**Description of the task**. In the lines from the one with "target: bare tree" to the one with "197 76 L 198", rename "bare tree" to "leafless tree". Give back only those lines, with nothing else changed.

Collected data entries
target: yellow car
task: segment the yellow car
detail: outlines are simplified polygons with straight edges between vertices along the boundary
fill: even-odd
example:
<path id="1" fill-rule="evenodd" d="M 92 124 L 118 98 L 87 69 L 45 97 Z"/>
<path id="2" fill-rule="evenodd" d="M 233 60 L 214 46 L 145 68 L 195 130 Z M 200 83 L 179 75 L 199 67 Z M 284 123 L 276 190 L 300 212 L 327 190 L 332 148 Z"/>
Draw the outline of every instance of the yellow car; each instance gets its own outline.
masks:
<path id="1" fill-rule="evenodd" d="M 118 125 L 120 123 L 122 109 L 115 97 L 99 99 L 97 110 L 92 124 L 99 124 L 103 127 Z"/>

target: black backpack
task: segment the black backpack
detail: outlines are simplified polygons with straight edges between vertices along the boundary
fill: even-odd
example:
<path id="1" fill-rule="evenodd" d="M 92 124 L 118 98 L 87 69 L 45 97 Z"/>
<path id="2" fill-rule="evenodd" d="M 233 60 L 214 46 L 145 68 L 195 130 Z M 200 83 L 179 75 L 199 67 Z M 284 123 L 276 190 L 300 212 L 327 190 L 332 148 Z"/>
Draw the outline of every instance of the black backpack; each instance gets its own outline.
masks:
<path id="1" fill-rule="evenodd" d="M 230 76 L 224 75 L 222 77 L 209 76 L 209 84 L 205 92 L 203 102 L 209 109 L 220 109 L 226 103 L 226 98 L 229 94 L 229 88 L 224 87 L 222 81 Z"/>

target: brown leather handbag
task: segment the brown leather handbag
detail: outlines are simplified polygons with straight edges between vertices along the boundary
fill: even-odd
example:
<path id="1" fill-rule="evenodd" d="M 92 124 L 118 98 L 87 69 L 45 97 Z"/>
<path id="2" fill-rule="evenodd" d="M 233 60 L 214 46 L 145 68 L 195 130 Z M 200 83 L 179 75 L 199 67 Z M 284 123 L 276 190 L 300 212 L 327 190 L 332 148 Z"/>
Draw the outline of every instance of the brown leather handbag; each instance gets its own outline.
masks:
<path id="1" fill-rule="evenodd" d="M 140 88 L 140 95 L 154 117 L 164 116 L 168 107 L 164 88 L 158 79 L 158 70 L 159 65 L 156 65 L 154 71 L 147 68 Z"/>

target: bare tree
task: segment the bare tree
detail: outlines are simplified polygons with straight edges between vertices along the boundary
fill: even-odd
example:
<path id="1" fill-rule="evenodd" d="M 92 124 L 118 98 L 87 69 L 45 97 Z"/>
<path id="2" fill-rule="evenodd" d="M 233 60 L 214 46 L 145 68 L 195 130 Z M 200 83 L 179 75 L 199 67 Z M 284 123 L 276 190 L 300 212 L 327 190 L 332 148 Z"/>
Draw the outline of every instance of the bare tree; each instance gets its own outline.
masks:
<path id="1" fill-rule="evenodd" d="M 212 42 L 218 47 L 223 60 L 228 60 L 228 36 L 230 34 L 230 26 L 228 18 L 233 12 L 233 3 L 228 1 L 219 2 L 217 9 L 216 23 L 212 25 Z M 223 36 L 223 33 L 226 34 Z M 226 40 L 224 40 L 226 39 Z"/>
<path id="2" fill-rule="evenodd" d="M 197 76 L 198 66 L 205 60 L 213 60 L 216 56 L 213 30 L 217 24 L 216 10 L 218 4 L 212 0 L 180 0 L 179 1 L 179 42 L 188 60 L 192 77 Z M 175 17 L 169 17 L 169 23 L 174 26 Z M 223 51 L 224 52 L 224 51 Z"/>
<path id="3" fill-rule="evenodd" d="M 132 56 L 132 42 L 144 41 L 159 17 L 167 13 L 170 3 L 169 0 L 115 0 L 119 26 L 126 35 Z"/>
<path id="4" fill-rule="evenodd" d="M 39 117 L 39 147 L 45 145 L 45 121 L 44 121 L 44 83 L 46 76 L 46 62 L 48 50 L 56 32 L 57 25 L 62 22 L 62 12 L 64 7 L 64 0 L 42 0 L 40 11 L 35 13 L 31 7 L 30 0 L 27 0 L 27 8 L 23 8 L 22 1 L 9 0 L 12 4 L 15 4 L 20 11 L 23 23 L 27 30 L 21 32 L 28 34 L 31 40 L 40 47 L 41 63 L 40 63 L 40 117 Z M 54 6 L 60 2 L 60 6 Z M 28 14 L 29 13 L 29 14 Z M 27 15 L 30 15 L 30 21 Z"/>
---
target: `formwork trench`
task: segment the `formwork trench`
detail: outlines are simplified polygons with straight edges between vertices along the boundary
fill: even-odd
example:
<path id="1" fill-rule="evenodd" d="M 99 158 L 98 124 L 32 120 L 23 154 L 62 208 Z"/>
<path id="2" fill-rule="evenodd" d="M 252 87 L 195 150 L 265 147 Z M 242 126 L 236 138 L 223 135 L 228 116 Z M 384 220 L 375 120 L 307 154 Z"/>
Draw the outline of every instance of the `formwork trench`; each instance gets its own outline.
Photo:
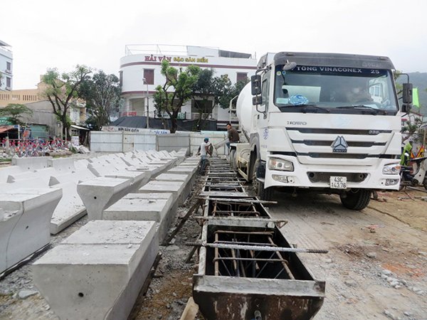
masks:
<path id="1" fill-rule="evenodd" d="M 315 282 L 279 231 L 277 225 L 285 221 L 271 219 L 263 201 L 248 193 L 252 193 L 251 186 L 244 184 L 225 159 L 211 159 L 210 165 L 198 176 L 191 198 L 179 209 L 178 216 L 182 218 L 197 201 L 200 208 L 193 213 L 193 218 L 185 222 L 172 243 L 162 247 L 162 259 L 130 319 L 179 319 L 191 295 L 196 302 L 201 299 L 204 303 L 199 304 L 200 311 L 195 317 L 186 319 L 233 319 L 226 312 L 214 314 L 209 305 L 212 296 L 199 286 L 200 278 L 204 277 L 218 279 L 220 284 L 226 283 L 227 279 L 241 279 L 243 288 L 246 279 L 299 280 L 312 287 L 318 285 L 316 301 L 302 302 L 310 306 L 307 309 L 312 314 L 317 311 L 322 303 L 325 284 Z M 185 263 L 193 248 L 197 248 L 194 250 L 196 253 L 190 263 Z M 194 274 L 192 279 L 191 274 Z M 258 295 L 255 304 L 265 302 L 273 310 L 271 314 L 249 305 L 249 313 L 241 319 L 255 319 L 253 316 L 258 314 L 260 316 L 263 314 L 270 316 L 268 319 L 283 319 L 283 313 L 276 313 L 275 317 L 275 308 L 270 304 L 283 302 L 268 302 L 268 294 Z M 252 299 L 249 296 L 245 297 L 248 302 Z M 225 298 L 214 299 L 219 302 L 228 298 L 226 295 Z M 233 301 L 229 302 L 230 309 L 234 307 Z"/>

**Answer to this problem**.
target: leafless tree
task: segment the leafless tree
detail: outlines are simplified polygons with straight edges between vertices along the boundary
fill: even-odd
example:
<path id="1" fill-rule="evenodd" d="M 92 124 L 118 98 L 87 69 L 45 97 Z"/>
<path id="2" fill-rule="evenodd" d="M 233 60 L 214 46 L 145 68 L 195 130 Z M 200 83 L 179 75 L 199 67 Z M 284 123 L 276 190 L 300 212 L 327 190 L 332 148 Z"/>
Draw the outline of every instance of the leafless tree; each instance gets its own outline.
masks:
<path id="1" fill-rule="evenodd" d="M 212 42 L 218 47 L 223 60 L 228 60 L 228 36 L 230 34 L 230 26 L 228 18 L 233 12 L 233 3 L 228 1 L 219 2 L 217 9 L 216 23 L 212 25 Z M 223 36 L 223 33 L 226 34 Z M 226 40 L 224 40 L 226 39 Z"/>
<path id="2" fill-rule="evenodd" d="M 197 76 L 198 66 L 205 60 L 213 60 L 216 56 L 213 30 L 217 24 L 216 10 L 218 4 L 212 0 L 180 0 L 179 1 L 179 42 L 188 60 L 192 77 Z M 175 17 L 169 17 L 169 23 L 174 26 Z M 223 51 L 224 52 L 224 51 Z"/>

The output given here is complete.